Start Input

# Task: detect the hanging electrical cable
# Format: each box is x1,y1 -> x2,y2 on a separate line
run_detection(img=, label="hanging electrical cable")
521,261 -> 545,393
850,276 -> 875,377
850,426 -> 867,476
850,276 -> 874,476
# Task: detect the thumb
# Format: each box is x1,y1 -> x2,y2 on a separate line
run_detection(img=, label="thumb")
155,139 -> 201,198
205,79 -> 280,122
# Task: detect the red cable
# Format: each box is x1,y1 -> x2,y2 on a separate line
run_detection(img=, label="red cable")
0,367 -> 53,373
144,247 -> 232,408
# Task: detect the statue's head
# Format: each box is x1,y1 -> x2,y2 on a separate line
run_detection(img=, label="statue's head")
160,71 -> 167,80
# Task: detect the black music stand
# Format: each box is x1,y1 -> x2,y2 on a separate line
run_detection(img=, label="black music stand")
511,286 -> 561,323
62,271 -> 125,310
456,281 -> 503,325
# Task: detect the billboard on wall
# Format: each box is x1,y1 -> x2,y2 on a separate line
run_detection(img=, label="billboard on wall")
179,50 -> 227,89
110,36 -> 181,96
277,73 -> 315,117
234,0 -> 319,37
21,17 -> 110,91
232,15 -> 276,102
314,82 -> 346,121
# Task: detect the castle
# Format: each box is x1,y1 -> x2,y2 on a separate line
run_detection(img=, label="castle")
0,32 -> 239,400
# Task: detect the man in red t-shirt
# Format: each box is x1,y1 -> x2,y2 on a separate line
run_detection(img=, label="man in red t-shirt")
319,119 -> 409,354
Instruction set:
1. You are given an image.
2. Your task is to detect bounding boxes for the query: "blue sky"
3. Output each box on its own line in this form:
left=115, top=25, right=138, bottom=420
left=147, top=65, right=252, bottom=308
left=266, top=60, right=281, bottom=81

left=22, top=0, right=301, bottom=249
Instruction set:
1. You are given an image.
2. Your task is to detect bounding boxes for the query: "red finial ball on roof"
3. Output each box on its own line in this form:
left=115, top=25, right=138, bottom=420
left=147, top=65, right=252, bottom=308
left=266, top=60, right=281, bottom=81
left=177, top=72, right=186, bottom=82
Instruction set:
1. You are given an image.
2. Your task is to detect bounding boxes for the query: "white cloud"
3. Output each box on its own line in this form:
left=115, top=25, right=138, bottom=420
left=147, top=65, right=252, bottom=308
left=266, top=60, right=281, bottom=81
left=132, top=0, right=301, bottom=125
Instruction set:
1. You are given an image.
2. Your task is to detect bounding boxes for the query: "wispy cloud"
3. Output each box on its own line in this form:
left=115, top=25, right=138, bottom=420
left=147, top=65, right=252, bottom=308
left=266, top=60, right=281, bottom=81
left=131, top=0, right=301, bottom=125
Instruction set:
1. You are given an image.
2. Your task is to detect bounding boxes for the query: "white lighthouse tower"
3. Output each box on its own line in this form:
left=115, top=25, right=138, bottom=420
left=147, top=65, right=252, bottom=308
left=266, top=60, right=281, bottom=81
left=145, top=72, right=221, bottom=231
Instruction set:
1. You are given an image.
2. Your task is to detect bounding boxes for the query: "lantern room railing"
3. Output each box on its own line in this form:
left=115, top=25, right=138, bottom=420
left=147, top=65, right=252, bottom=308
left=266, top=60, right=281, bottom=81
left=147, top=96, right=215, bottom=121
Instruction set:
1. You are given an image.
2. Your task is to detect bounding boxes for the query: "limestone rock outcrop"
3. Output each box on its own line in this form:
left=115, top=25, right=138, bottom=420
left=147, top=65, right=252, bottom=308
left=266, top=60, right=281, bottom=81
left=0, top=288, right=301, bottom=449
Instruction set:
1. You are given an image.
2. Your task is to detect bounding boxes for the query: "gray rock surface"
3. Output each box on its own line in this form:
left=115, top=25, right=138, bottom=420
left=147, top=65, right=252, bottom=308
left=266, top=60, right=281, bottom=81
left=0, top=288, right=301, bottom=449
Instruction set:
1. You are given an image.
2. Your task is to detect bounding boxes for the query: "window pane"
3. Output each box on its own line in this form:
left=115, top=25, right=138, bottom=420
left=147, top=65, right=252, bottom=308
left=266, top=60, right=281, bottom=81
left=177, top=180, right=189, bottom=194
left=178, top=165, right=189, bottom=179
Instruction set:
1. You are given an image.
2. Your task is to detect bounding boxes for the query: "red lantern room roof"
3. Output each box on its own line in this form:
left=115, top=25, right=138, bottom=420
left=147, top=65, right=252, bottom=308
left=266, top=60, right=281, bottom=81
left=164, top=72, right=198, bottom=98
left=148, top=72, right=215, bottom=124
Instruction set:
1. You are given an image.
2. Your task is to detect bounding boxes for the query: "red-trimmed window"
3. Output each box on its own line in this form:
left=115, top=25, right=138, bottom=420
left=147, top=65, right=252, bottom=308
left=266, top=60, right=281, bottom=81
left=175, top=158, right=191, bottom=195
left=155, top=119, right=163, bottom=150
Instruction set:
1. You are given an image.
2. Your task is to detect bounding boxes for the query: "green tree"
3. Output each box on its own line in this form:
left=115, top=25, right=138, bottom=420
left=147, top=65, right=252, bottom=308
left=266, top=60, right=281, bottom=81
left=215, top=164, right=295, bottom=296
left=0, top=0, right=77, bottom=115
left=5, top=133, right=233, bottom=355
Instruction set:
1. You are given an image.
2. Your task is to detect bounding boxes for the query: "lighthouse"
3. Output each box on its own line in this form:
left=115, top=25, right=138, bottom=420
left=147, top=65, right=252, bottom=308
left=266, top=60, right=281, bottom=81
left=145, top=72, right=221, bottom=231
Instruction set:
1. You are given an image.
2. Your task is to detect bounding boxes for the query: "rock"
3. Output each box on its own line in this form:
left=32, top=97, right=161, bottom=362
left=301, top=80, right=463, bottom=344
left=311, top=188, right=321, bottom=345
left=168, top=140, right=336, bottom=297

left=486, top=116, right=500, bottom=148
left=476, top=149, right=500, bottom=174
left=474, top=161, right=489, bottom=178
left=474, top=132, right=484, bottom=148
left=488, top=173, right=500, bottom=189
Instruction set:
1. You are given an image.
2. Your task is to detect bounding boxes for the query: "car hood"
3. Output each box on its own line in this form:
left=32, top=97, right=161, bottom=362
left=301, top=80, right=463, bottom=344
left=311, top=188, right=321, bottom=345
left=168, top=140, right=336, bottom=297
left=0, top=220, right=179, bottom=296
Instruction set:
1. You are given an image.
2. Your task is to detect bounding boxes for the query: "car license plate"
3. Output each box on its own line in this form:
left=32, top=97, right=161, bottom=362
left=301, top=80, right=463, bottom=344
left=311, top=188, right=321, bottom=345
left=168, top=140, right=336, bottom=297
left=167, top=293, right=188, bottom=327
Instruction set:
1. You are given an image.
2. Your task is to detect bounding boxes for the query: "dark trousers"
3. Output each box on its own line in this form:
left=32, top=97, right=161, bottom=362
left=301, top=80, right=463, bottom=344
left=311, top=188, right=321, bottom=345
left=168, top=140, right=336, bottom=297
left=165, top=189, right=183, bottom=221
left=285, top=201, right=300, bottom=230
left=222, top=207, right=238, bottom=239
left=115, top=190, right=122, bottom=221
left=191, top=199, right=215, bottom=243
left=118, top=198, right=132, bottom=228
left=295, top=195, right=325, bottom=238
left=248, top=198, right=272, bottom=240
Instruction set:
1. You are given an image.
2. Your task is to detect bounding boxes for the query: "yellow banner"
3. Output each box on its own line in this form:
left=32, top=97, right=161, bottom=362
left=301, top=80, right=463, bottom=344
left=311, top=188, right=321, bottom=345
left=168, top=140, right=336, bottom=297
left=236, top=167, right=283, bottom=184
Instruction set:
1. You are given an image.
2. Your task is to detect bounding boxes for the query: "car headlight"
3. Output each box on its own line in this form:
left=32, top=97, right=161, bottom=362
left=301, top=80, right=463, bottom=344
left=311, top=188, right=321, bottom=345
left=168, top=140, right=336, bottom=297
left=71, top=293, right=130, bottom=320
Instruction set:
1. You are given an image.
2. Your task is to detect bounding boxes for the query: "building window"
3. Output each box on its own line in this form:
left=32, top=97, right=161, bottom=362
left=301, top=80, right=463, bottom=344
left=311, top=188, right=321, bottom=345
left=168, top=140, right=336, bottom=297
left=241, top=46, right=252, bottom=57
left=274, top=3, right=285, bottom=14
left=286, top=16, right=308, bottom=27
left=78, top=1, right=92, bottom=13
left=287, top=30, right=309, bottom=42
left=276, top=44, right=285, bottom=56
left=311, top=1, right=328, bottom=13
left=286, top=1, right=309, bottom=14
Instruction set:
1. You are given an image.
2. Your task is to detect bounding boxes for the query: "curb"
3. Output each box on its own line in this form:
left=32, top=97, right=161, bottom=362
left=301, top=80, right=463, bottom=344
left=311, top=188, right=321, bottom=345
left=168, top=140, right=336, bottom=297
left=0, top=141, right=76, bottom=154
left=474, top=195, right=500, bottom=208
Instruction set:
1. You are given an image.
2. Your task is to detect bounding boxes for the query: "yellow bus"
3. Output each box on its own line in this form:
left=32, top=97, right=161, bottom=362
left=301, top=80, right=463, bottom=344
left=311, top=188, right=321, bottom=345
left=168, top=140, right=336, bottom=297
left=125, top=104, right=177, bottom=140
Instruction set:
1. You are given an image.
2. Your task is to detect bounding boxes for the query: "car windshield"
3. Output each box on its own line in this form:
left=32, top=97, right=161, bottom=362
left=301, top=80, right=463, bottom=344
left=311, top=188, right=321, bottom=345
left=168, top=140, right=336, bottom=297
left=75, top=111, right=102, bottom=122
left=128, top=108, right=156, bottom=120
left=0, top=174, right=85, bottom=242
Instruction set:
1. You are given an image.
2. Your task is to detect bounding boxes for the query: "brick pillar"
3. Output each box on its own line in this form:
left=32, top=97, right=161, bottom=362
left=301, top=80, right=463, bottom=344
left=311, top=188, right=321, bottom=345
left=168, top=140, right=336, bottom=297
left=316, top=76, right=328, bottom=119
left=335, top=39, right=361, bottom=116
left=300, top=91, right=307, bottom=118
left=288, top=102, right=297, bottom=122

End Input

**Instructions to follow:** Return the lines of the records verbatim, from the very first one through the line containing "319,119 -> 409,354", including both ends.

**Exercise response:**
# Task: detect the hanging electrical cable
# Format: each box is x1,y1 -> x2,y2 on a separate line
run_detection(img=, label="hanging electrical cable")
521,261 -> 545,393
850,276 -> 875,377
850,426 -> 867,476
850,276 -> 874,476
# Task: detect the thumb
# Format: each box is x1,y1 -> x2,y2 on a separate line
run_detection(img=, label="thumb")
155,139 -> 201,198
205,79 -> 280,122
# Task: detect the red cable
# Format: each box is x1,y1 -> x2,y2 on a separate line
run_detection(img=, label="red cable")
0,367 -> 53,373
144,247 -> 232,408
# Task: detect the statue's head
# Format: each box is x1,y1 -> x2,y2 on a separate line
run_detection(img=, label="statue's head")
160,71 -> 167,80
# Task: detect the black music stand
# Format: each box is x1,y1 -> x2,y2 on a separate line
run_detection(img=, label="black music stand")
511,286 -> 561,323
62,271 -> 125,310
456,281 -> 503,325
# Task: detect the billboard on wall
# Format: each box is x1,y1 -> x2,y2 on a separate line
run_detection(img=, label="billboard on wall")
179,50 -> 227,89
110,36 -> 181,96
277,73 -> 315,117
234,0 -> 319,37
21,17 -> 110,91
232,15 -> 276,102
314,82 -> 346,121
# Task: detect the castle
# Format: each box is x1,y1 -> x2,y2 on a separate line
run_detection(img=, label="castle")
0,32 -> 239,400
# Task: detect the man in red t-shirt
# Format: each box is x1,y1 -> x2,y2 on a separate line
run_detection(img=, label="man in red t-shirt")
319,119 -> 409,354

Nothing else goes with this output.